Source extract:
☆ ☆ ☆ ☆

In [1]:
%matplotlib inline
import matplotlib.pyplot as plt
import IPython.display as ipd

import librosa
import numpy as np
import os
import glob
import json

import paddle
from text import text_to_sequence, cmudict
from text.symbols import symbols
import commons
import attentions
import modules
import models
import utils

In [2]:
# If you are using your own trained model
# model_dir = "/home1/zhaoyh/audio/glow-tts/checkpoints/pretrained.pth"
# hps = utils.get_hparams_from_dir(model_dir)
# checkpoint_path = utils.latest_checkpoint_path(model_dir)

# If you are using a provided pretrained model
os.environ["CUDA_VISIBLE_DEVICES"] = "7"
paddle.set_device("gpu")
hps = utils.get_hparams_from_file("/home1/zhaoyh/audio/glow-tts/configs/base.json")
checkpoint_path = "/home1/zhaoyh/paddlemodel/glow-tts_paddle/checkpoints/pretrained.pdparams"

model = models.FlowGenerator(
    len(symbols) + getattr(hps.data, "add_blank", False),
    out_channels=hps.data.n_mel_channels,
    **hps.model)

utils.load_checkpoint(checkpoint_path, model)
model.decoder.store_inverse() # do not calcuate jacobians for fast decoding
_ = model.eval()

cmu_dict = cmudict.CMUDict(hps.data.cmudict_path)

W1224 21:29:11.853161 2066281 gpu_resources.cc:119] Please NOTE: device: 0, GPU Compute Capability: 6.1, Driver API Version: 11.4, Runtime API Version: 11.2
W1224 21:29:11.862488 2066281 gpu_resources.cc:164] device: 0, cuDNN Version: 8.2.


INFO:root:Loaded checkpoint '/home1/zhaoyh/paddlemodel/glow-tts_paddle/checkpoints/pretrained.pdparams' (iteration 0)


In [3]:
tst_stn = "Glow TTS is really awesome !" 

if getattr(hps.data, "add_blank", False):
    text_norm = text_to_sequence(tst_stn.strip(), ['english_cleaners'], cmu_dict)
    text_norm = commons.intersperse(text_norm, len(symbols))
else: # If not using "add_blank" option during training, adding spaces at the beginning and the end of utterance improves quality
    tst_stn = " " + tst_stn.strip() + " "
    text_norm = text_to_sequence(tst_stn.strip(), ['english_cleaners'], cmu_dict)

☆ ☆ ☆ ☆

Information given:
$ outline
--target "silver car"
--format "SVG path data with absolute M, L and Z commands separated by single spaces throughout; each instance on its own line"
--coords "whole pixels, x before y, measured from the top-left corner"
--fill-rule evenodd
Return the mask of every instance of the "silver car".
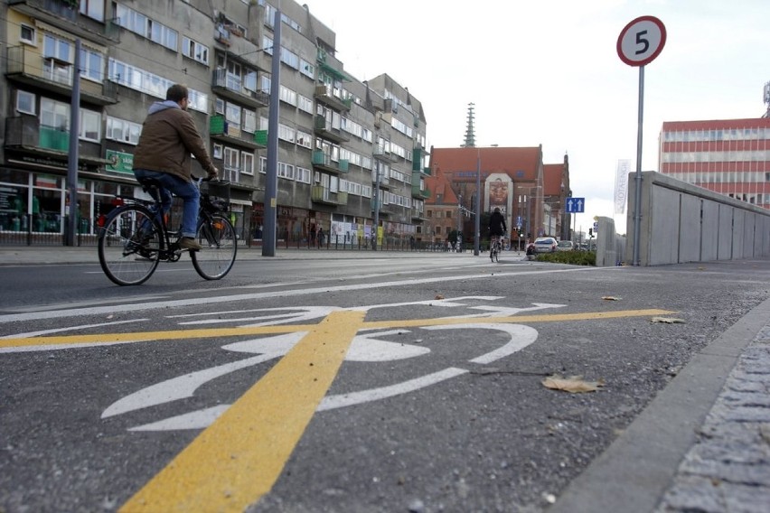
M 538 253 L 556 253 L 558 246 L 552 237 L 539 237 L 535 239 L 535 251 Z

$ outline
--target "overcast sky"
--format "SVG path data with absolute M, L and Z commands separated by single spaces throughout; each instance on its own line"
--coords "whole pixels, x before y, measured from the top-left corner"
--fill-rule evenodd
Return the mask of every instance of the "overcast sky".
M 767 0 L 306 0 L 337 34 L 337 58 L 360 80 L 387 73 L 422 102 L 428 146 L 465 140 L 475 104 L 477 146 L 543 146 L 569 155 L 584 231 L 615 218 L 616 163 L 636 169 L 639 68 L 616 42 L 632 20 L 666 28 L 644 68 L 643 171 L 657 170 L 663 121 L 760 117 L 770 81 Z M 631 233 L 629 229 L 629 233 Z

☆ ☆ ☆ ☆

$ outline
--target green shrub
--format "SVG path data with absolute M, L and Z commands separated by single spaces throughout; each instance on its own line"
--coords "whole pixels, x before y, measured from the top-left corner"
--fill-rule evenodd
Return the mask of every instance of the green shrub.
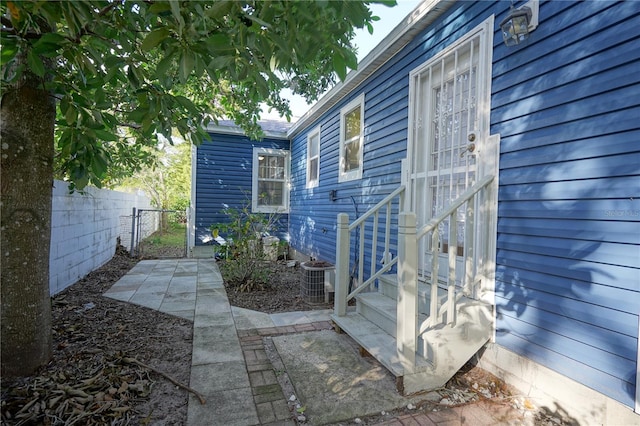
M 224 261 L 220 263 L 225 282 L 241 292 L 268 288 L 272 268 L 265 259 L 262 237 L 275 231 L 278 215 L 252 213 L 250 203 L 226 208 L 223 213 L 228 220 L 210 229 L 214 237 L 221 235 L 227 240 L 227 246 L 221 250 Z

☆ ☆ ☆ ☆

Given instruction 1:
Answer these questions from the Glow TTS notebook, one per line:
(a) What value is the environment variable CUDA_VISIBLE_DEVICES set to?
(b) Which cuDNN version does the log output report?
(c) What sentence is assigned to tst_stn?
Given instruction 2: Carry on the Glow TTS notebook code from its last line.

Expected output 1:
(a) "7"
(b) 8.2
(c) "Glow TTS is really awesome !"

Expected output 2:
sequence = np.array(text_norm)[None, :]
print("".join([symbols[c] if c < len(symbols) else "<BNK>" for c in sequence[0]]))
x_tst = paddle.to_tensor(sequence).astype('int64') 
x_tst_lengths = paddle.to_tensor([x_tst.shape[1]])

@G@L@OW1 @T@IY1@T@IY1@EH1@S @IH1@Z @R@IH1@L@IY0 @AO1@S@AH0@M !


In [4]:
with paddle.no_grad():
  noise_scale = .667
  length_scale = 1.0
  (y_gen_tst, *_), *_, (attn_gen, *_) = model(x_tst, x_tst_lengths, gen=True, noise_scale=noise_scale, length_scale=length_scale)

# save mel-frames
if not os.path.exists('./hifigan/test_mel_files'):
    os.makedirs('./hifigan/test_mel_files')
np.save("./hifigan/test_mel_files/sample.npy", y_gen_tst.cpu().numpy())

In [5]:
# Use finetuned HiFi-GAN with Tacotron 2, which is provided in the repo of HiFi-GAN.
import os
os.environ["CUDA_VISIBLE_DEVICES"] = "7"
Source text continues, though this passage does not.